◆ Work required ◆
Looking through the entries, count each line where the string "green" occurs, and write only the total.

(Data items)

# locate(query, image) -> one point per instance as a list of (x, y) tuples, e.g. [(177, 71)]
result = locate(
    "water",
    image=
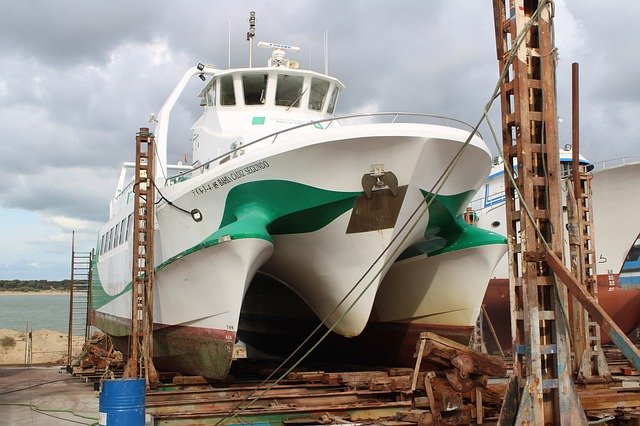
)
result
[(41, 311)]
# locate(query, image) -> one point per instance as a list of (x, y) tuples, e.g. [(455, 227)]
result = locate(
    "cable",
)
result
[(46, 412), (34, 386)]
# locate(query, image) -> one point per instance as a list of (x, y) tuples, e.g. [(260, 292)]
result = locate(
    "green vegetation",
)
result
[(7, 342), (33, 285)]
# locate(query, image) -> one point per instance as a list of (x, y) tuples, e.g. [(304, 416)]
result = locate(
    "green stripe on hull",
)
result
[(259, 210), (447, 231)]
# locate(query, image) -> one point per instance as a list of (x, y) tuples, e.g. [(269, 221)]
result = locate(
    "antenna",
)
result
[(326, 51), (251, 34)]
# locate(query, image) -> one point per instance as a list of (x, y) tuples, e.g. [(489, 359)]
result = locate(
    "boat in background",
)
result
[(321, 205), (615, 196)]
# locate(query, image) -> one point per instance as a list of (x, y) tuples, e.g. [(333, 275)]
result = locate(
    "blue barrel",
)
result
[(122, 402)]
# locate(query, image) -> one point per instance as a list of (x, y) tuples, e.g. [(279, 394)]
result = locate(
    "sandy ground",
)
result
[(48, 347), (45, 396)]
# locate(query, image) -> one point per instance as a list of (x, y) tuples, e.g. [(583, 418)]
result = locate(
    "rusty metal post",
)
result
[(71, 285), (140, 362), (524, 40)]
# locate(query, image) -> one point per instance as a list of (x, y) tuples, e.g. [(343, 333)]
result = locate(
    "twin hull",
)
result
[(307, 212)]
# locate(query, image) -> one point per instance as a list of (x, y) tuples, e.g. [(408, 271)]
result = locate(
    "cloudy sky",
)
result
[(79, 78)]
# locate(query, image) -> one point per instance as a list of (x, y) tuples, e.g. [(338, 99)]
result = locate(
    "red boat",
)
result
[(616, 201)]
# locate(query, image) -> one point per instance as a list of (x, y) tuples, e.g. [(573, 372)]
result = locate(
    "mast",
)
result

...

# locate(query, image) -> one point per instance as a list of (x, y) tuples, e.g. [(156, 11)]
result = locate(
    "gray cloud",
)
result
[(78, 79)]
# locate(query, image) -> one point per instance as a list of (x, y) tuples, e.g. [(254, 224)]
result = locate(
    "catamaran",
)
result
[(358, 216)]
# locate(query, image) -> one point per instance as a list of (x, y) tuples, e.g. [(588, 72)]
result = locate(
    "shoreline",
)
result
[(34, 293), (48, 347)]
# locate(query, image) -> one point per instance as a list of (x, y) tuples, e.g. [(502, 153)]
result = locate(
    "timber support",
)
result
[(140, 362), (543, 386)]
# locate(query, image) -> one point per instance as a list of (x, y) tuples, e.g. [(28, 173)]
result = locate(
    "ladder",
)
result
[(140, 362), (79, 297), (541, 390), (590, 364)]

* * *

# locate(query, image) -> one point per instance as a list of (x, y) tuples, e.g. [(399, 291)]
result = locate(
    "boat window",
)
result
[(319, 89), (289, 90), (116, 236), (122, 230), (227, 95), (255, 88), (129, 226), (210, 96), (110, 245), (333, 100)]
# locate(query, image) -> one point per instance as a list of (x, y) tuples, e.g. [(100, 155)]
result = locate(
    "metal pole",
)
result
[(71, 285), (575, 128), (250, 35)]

◆ Written answer ◆
2